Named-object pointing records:
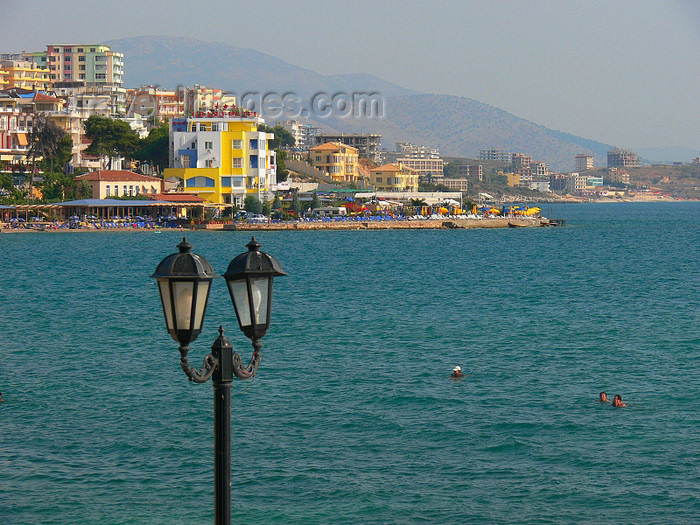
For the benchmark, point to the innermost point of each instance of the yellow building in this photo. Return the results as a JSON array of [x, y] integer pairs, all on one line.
[[23, 74], [513, 178], [393, 177], [336, 159], [222, 157]]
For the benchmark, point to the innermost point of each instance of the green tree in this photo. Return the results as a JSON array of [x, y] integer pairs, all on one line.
[[252, 204], [44, 141], [154, 148], [110, 138]]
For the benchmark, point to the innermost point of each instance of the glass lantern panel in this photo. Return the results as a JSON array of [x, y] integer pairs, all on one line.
[[202, 294], [167, 303], [239, 292], [259, 286], [182, 295]]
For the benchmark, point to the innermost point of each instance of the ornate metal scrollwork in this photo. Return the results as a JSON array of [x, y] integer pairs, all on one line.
[[203, 374], [249, 371]]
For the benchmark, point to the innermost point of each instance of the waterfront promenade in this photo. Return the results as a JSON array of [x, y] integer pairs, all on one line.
[[428, 224]]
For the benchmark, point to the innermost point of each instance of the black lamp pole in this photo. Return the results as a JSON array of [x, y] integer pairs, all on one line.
[[184, 280]]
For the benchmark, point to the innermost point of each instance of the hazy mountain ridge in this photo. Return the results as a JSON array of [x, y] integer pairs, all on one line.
[[458, 126]]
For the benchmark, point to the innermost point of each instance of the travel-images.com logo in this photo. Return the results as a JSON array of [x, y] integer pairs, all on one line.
[[287, 106]]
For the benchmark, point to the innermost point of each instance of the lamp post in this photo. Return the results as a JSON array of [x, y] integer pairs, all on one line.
[[184, 281]]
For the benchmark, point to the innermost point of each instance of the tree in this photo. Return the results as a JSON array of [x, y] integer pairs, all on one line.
[[252, 204], [154, 148], [44, 140], [110, 138]]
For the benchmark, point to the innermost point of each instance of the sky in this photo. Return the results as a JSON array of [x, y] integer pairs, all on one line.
[[624, 72]]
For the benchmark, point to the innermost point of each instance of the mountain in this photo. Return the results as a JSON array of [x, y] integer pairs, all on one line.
[[458, 126]]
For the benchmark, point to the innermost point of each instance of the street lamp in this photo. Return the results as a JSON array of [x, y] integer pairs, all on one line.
[[184, 281]]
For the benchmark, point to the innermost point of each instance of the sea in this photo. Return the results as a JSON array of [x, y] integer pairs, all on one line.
[[352, 417]]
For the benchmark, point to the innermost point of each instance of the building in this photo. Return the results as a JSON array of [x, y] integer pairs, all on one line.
[[18, 108], [540, 185], [427, 169], [95, 64], [119, 183], [338, 160], [16, 71], [575, 183], [304, 134], [520, 161], [222, 157], [456, 184], [557, 182], [620, 176], [595, 180], [584, 162], [475, 171], [367, 145], [393, 177], [199, 99], [154, 103], [495, 154], [621, 158]]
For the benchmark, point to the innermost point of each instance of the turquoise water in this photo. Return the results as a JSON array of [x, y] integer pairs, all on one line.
[[352, 418]]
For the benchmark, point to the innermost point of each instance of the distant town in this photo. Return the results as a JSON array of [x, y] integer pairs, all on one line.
[[70, 131]]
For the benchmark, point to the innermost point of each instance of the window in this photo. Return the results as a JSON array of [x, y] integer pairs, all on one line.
[[200, 182]]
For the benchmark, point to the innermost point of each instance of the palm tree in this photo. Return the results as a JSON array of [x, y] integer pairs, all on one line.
[[44, 140]]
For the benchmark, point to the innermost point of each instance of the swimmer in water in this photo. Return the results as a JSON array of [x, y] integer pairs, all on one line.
[[457, 373], [617, 401]]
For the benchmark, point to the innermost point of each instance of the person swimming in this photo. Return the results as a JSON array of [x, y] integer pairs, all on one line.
[[617, 401], [457, 373]]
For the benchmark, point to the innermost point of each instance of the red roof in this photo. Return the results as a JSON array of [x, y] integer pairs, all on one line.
[[117, 176], [175, 197]]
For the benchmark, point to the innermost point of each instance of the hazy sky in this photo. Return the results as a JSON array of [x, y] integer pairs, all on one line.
[[623, 72]]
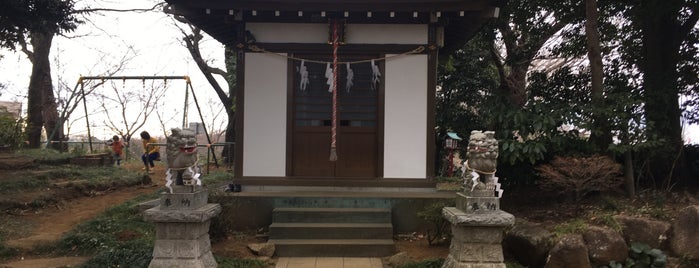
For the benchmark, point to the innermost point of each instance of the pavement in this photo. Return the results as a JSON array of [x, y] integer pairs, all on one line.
[[328, 262]]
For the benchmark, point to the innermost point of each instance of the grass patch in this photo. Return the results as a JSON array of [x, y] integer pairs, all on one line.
[[224, 262], [46, 156], [119, 228], [79, 178], [428, 263], [575, 226]]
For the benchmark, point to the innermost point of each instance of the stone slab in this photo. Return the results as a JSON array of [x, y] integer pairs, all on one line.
[[461, 218], [181, 199], [201, 214], [477, 204]]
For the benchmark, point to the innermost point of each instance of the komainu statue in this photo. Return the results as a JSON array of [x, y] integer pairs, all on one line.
[[182, 159], [481, 164]]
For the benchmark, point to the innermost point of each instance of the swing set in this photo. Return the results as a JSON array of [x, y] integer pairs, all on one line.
[[188, 89]]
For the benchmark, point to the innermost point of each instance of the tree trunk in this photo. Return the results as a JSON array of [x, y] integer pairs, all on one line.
[[514, 86], [39, 81], [658, 21], [229, 151], [601, 134]]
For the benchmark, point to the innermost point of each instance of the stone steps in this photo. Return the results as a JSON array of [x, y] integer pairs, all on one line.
[[332, 232], [333, 247]]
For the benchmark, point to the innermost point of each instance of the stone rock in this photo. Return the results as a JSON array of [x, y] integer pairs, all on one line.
[[528, 243], [685, 233], [399, 259], [262, 249], [651, 232], [570, 251], [605, 245]]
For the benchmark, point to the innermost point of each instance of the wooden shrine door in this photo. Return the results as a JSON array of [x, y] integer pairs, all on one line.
[[358, 116]]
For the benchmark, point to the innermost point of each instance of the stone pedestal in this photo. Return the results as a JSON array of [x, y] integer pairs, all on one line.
[[477, 225], [182, 228]]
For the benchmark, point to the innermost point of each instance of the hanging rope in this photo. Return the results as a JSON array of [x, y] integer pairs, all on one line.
[[333, 138]]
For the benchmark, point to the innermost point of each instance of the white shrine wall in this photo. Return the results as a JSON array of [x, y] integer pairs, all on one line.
[[355, 33], [264, 134], [405, 121]]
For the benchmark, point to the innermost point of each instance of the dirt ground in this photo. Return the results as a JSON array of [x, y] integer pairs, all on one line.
[[49, 223]]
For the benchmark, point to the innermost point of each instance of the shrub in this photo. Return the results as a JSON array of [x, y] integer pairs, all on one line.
[[11, 132], [580, 175], [642, 255], [429, 263]]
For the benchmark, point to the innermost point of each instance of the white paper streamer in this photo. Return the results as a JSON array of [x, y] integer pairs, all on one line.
[[350, 77], [375, 75], [168, 179], [303, 72], [329, 76]]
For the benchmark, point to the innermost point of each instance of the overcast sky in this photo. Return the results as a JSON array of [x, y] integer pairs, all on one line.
[[150, 40]]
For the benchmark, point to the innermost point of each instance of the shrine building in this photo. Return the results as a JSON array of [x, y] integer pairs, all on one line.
[[336, 92]]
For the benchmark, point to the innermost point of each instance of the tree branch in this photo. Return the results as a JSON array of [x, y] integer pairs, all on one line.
[[689, 24]]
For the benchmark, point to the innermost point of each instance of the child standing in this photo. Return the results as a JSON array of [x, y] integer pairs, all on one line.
[[117, 149], [151, 151]]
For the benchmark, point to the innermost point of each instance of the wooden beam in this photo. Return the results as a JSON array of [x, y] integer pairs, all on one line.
[[338, 5]]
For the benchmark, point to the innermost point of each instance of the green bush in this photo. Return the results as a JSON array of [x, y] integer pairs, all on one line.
[[642, 256], [224, 262]]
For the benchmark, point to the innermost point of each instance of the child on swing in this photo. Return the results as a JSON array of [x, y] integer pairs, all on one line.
[[117, 149], [151, 151]]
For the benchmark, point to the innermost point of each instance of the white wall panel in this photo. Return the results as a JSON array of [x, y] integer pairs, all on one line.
[[264, 136], [405, 117], [355, 33]]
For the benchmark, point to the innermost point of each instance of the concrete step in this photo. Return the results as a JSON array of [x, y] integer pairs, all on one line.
[[304, 230], [332, 201], [330, 215], [333, 247]]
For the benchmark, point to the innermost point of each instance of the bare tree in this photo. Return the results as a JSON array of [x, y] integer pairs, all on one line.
[[226, 95], [127, 111], [69, 98]]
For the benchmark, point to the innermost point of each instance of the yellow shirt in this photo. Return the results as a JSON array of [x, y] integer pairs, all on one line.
[[153, 148]]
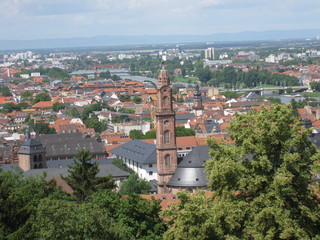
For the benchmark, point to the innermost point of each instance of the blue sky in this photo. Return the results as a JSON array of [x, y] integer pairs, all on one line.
[[40, 19]]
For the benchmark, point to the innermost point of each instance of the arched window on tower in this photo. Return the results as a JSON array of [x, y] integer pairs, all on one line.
[[167, 159], [165, 100], [166, 136]]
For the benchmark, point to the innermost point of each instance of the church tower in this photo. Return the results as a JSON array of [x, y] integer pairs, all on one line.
[[166, 133], [197, 102], [31, 154]]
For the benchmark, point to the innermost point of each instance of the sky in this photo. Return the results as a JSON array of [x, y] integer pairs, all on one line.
[[43, 19]]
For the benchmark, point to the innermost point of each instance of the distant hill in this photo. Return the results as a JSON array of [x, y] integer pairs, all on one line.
[[155, 39]]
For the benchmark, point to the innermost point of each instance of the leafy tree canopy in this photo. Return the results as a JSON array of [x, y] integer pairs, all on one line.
[[261, 184], [83, 178]]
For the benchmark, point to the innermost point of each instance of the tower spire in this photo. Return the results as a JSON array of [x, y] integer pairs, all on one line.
[[166, 134]]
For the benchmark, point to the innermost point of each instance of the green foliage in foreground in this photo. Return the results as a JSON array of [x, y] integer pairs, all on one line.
[[261, 184], [33, 208], [83, 178]]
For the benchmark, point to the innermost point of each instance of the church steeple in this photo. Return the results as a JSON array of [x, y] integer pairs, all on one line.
[[166, 134], [197, 102], [32, 153]]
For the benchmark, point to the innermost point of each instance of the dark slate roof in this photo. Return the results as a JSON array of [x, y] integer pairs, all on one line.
[[210, 124], [196, 158], [31, 145], [183, 117], [189, 177], [60, 167], [190, 171], [253, 96], [137, 151], [69, 144]]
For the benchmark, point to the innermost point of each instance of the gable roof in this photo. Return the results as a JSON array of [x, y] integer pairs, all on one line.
[[138, 151]]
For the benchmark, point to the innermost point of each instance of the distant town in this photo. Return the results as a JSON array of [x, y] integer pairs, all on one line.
[[149, 121]]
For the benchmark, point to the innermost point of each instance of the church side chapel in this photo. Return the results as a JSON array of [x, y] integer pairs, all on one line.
[[159, 161]]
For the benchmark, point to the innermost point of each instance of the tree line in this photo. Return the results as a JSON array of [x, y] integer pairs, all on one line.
[[229, 77]]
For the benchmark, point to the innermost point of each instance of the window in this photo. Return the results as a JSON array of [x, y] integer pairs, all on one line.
[[166, 137], [167, 160], [165, 100]]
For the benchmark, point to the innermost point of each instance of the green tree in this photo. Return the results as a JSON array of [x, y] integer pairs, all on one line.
[[57, 219], [261, 185], [41, 97], [83, 178], [57, 106], [134, 185], [136, 134], [139, 216], [19, 198]]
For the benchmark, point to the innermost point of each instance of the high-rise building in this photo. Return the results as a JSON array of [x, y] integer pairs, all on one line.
[[166, 134], [209, 53]]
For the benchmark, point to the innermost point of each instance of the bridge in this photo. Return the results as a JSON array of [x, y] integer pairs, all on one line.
[[270, 89]]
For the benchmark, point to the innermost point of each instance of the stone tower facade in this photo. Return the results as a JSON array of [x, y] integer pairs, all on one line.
[[166, 134], [197, 102], [31, 154]]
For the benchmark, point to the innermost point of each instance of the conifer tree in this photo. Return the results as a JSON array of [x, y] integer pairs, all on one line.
[[83, 177], [262, 184]]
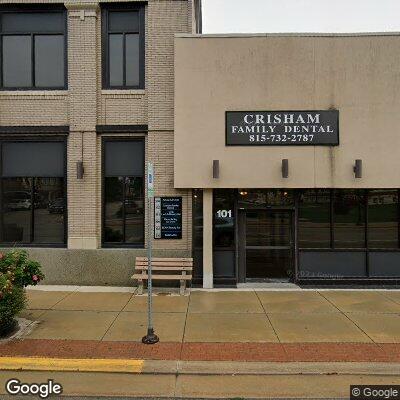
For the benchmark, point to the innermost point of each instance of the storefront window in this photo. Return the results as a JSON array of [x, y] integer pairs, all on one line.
[[349, 219], [33, 193], [263, 198], [315, 219], [124, 192], [383, 219]]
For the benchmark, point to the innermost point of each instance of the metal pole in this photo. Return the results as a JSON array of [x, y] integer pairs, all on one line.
[[151, 337]]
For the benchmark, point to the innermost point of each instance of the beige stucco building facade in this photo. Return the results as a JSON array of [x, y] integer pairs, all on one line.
[[309, 207]]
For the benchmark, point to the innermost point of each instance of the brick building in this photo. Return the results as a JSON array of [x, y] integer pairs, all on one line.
[[86, 99]]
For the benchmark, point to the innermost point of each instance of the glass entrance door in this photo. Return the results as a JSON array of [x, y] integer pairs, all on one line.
[[268, 245]]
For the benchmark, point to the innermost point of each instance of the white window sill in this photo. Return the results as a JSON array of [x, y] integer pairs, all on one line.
[[137, 92], [33, 92]]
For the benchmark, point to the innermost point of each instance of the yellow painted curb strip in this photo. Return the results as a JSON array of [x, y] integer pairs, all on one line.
[[70, 364]]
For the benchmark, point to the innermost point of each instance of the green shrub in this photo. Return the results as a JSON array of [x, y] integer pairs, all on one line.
[[16, 272]]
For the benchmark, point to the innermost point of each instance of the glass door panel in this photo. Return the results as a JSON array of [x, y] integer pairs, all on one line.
[[268, 244]]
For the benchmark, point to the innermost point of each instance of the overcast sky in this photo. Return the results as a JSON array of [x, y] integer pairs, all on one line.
[[235, 16]]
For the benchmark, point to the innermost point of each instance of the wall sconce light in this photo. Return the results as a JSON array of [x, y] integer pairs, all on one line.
[[285, 168], [357, 168], [215, 169], [79, 170]]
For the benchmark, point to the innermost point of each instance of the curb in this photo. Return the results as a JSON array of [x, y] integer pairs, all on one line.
[[138, 366]]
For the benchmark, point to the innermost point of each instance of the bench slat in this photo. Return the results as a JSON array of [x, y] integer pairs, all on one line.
[[163, 277], [165, 259], [155, 268], [161, 264]]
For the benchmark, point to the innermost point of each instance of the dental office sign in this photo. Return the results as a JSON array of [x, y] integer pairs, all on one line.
[[265, 128]]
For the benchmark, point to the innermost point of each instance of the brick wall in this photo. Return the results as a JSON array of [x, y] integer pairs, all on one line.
[[86, 104]]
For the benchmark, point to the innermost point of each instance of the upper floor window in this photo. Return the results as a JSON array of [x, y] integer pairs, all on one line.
[[33, 49], [123, 47]]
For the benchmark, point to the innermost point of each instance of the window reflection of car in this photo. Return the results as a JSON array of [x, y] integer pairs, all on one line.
[[56, 206], [132, 207], [18, 200]]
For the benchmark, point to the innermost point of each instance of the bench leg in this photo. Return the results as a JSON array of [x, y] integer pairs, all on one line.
[[140, 286], [182, 288]]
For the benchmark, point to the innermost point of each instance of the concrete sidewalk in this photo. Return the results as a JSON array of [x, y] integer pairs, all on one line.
[[263, 326], [213, 344], [220, 316]]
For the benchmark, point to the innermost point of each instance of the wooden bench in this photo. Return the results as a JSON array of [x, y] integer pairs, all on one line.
[[181, 269]]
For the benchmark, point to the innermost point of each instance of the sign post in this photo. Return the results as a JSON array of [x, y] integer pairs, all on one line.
[[151, 337]]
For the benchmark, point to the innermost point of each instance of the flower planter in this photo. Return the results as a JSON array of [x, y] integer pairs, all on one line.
[[17, 272], [7, 328]]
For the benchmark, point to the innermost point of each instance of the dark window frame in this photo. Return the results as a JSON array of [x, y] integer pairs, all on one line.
[[106, 8], [367, 246], [35, 139], [124, 244], [35, 9]]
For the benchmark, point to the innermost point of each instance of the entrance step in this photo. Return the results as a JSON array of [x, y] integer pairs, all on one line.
[[267, 285]]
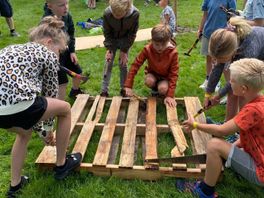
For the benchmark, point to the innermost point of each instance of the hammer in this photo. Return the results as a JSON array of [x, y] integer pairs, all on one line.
[[193, 46], [73, 74]]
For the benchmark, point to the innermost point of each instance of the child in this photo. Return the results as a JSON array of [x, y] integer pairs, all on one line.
[[7, 12], [162, 69], [245, 156], [213, 18], [120, 28], [68, 59], [238, 40], [167, 16], [28, 98]]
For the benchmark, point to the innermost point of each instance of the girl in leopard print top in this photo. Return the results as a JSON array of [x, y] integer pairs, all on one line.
[[28, 91]]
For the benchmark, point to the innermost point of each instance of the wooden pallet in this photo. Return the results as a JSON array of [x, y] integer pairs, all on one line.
[[127, 125]]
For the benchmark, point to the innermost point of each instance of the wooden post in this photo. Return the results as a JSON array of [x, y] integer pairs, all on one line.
[[176, 13]]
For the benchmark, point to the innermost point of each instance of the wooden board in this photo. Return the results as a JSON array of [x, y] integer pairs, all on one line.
[[127, 135]]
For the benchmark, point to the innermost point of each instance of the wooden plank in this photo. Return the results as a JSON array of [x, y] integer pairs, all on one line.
[[175, 127], [199, 138], [128, 146], [89, 125], [151, 130], [105, 142], [48, 154]]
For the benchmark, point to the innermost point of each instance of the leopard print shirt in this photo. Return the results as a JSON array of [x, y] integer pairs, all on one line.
[[28, 70]]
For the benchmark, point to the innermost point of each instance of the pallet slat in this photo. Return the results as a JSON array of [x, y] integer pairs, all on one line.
[[105, 142], [128, 146]]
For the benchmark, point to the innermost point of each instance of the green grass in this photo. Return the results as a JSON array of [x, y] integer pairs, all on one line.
[[27, 14]]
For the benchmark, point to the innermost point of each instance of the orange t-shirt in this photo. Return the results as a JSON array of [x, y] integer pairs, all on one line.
[[250, 120]]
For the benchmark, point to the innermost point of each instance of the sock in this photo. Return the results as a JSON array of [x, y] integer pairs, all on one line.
[[208, 190]]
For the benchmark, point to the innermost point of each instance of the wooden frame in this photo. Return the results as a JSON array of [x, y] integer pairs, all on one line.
[[126, 118]]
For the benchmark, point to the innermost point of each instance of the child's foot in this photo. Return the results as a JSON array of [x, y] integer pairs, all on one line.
[[75, 92], [72, 161], [14, 190], [104, 94]]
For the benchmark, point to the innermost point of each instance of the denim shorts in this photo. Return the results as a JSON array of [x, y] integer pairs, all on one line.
[[25, 119], [243, 164]]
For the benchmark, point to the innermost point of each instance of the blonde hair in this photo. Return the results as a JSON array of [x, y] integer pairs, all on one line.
[[161, 33], [248, 71], [50, 27], [120, 7], [224, 42]]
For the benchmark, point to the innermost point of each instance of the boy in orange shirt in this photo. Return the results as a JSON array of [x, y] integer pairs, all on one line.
[[162, 69], [246, 155]]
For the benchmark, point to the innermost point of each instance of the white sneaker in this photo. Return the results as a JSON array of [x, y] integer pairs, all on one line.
[[218, 86], [223, 100], [204, 85]]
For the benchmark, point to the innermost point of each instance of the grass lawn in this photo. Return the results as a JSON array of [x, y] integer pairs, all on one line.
[[27, 13]]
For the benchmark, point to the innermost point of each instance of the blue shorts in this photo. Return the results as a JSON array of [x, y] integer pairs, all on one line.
[[25, 119], [6, 9]]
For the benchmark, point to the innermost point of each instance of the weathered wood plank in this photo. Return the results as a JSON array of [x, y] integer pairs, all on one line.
[[199, 138], [89, 125], [128, 146], [48, 154], [105, 142]]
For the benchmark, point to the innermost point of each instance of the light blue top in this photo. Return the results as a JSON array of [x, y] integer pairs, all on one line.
[[254, 9], [172, 21], [216, 17]]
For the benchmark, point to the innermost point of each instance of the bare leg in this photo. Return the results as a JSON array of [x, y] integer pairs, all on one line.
[[18, 154], [217, 149], [62, 91], [163, 87], [62, 110], [10, 23]]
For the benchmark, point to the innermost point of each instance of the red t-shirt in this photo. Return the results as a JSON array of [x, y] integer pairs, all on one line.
[[250, 120]]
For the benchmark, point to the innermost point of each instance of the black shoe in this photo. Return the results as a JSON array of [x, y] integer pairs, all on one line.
[[104, 94], [72, 161], [123, 92], [14, 190], [75, 92]]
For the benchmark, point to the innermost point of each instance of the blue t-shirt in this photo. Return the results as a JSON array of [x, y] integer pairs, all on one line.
[[172, 21], [216, 17], [254, 9]]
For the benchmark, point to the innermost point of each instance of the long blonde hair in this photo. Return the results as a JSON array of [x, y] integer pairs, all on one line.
[[50, 27], [224, 42]]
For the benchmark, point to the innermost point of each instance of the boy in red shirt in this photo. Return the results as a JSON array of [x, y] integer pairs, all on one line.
[[246, 155], [162, 69]]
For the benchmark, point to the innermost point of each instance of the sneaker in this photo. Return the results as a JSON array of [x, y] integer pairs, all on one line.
[[104, 94], [223, 100], [75, 92], [72, 161], [218, 86], [204, 85], [14, 190], [14, 34]]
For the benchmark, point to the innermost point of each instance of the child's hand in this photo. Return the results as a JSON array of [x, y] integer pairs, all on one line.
[[170, 101], [123, 58], [108, 56], [49, 140], [188, 124], [74, 58], [129, 92]]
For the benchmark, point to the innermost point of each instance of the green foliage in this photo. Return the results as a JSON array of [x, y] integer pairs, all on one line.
[[27, 14]]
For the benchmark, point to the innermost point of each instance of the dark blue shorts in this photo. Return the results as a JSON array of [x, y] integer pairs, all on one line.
[[25, 119], [65, 61], [6, 9]]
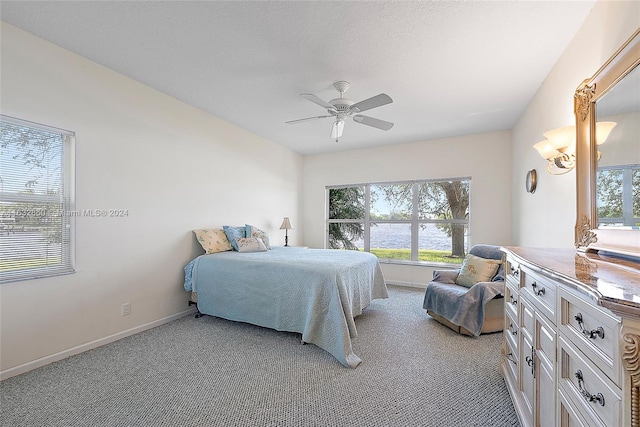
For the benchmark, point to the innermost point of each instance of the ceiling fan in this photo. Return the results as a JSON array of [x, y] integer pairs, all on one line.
[[341, 108]]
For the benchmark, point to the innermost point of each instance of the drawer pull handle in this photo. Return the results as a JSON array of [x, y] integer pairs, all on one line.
[[598, 332], [588, 396], [539, 292]]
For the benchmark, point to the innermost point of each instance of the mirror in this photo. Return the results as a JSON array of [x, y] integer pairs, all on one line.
[[607, 201], [618, 167]]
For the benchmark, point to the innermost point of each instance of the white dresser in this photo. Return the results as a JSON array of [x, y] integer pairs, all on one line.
[[572, 327]]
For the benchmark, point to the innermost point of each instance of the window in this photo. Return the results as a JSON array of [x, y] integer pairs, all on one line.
[[36, 200], [618, 198], [413, 221]]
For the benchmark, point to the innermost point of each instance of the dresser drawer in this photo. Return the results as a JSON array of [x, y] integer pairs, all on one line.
[[568, 414], [593, 394], [543, 291], [593, 331], [511, 300]]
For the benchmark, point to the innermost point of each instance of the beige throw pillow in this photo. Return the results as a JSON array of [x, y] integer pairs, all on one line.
[[213, 240], [475, 269]]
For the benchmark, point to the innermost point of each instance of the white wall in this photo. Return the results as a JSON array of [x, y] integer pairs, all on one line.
[[547, 218], [484, 157], [175, 168]]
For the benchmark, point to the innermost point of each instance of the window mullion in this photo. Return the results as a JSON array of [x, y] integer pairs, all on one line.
[[415, 200], [367, 218]]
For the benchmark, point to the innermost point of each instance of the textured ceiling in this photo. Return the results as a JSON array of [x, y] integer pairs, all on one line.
[[451, 67]]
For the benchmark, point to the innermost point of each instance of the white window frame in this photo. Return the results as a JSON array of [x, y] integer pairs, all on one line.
[[627, 218], [65, 201]]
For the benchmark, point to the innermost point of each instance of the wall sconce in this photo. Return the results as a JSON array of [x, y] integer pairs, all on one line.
[[559, 147], [286, 226]]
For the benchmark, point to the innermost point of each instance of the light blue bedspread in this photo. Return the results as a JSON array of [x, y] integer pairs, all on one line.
[[315, 292]]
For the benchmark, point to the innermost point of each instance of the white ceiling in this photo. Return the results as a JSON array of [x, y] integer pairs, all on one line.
[[451, 67]]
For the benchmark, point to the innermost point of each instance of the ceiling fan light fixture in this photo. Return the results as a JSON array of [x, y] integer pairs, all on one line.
[[341, 108], [336, 129]]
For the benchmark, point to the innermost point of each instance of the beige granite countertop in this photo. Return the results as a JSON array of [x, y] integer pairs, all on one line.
[[612, 282]]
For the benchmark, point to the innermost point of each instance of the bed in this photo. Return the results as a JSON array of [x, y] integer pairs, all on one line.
[[315, 292]]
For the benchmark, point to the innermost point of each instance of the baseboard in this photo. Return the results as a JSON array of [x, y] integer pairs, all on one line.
[[415, 285], [38, 363]]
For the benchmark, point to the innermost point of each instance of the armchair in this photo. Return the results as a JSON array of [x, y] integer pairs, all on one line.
[[469, 300]]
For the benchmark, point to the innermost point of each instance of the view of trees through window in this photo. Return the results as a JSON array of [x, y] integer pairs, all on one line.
[[618, 198], [412, 221], [34, 190]]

= PROMPT =
Render the lines starting at the one containing "the white dresser" and ending at the one containing "[[36, 200], [618, 198], [413, 221]]" as a two-column CSV with the headers "text" and "answer", one row per line and its answer. Put each value in a single quoted field, replacing any line breaks with spaces.

= REPLY TO THE TASK =
text,answer
"For the benchmark, point to the innermost point of each instance of the white dresser in this photo. Return the results as a JSON array of [x, y] integer pairs, all on one line.","[[572, 327]]"
"For the benchmark, point to the innermost point of each instance of the window in this photo. Return the results as a JSON array of [x, y] integer pairs, all on one line.","[[36, 200], [618, 198], [413, 221]]"